##### Excerpt to read #####
Tim Richards wondered

> Why on earth *do* tourists visit the house where Shakespeare's
> mother lived as a child? Would you also make a pilgrimage to
> Einstein's mum's home, or Picasso's dad's kindergarten?

I don't know?  Are they fun places to visit?

I gather you have not taken the tour?  I don't know if people would head
to what was formerly known as Mary Arden's house if it were not part of
the package.  When you buy the ticket to the properties run by the
Shakespeare Birthplace Trust, you visit - if my memory is clicking -
four houses and the grounds of New Place.  You board a bus that takes
you to them, get out and listen to the docents tell you about the
properties, then move along to the next place.  Your sarcasm, if that is
what it was, misses the point, which is marketing.
##### Items #####
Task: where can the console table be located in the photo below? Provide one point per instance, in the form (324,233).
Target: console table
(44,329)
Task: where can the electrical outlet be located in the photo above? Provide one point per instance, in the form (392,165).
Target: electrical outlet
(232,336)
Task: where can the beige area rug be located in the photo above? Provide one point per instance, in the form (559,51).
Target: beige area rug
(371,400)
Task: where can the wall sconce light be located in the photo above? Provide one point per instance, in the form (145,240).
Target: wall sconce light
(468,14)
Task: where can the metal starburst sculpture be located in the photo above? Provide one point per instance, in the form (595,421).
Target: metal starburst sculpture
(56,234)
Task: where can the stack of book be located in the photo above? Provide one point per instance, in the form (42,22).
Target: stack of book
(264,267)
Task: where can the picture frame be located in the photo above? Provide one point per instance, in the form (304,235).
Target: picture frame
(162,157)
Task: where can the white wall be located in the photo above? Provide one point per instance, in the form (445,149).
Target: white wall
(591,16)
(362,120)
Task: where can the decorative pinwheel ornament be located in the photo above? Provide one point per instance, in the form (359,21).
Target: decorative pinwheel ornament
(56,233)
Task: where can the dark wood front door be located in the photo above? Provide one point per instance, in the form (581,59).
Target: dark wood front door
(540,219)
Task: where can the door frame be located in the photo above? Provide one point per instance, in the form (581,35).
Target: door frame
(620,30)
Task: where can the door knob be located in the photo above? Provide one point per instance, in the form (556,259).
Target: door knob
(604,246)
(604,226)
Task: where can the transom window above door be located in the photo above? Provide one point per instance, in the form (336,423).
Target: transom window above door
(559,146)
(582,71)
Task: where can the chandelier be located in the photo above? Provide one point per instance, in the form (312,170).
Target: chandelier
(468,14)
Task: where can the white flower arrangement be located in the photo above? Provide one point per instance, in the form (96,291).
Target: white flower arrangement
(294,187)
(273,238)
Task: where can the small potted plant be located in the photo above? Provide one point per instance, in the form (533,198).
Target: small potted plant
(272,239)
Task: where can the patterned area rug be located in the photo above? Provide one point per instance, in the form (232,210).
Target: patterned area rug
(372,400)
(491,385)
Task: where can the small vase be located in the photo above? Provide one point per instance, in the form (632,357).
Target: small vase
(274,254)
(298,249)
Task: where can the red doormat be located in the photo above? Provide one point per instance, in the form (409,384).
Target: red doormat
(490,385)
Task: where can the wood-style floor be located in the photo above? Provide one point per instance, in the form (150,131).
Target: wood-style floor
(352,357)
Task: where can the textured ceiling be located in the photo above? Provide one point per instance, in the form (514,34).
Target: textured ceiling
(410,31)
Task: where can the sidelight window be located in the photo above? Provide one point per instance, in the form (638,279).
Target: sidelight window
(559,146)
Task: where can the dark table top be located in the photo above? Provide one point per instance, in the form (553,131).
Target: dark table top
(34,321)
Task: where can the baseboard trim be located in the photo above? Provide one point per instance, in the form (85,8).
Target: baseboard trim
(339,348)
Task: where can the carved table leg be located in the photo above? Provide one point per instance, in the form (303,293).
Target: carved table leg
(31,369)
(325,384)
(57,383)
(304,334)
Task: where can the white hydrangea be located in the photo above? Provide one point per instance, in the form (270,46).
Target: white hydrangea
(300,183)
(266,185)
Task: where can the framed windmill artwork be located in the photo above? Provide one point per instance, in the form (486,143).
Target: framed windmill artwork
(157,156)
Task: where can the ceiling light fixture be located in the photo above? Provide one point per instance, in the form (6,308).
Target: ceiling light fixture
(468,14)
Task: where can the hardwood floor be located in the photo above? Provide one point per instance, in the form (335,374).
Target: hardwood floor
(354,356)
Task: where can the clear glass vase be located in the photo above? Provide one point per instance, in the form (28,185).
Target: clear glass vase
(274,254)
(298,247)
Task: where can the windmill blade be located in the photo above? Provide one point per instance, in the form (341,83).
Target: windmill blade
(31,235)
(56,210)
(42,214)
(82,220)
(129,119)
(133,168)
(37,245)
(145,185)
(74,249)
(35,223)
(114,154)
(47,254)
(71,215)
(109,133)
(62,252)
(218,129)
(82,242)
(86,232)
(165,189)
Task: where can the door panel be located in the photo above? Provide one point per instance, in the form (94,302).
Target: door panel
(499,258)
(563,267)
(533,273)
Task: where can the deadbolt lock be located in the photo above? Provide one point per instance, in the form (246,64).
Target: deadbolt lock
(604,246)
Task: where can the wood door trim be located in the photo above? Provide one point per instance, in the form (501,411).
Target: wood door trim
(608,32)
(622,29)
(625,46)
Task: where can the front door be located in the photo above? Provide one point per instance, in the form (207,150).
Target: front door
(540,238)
#####
| What to work on |
[1] Reproduce the passage of the Shakespeare tour post from "I gather you" to "which is marketing.".
[2] Answer these questions using the Shakespeare tour post:
(a) What organization runs the properties covered by the ticket?
(b) How do visitors get from one property to the next?
(c) What point does the writer say the sarcasm misses?

| Answers |
[1]
I gather you have not taken the tour?  I don't know if people would head
to what was formerly known as Mary Arden's house if it were not part of
the package.  When you buy the ticket to the properties run by the
Shakespeare Birthplace Trust, you visit - if my memory is clicking -
four houses and the grounds of New Place.  You board a bus that takes
you to them, get out and listen to the docents tell you about the
properties, then move along to the next place.  Your sarcasm, if that is
what it was, misses the point, which is marketing.

[2]
(a) The Shakespeare Birthplace Trust.
(b) They ride a bus.
(c) Marketing.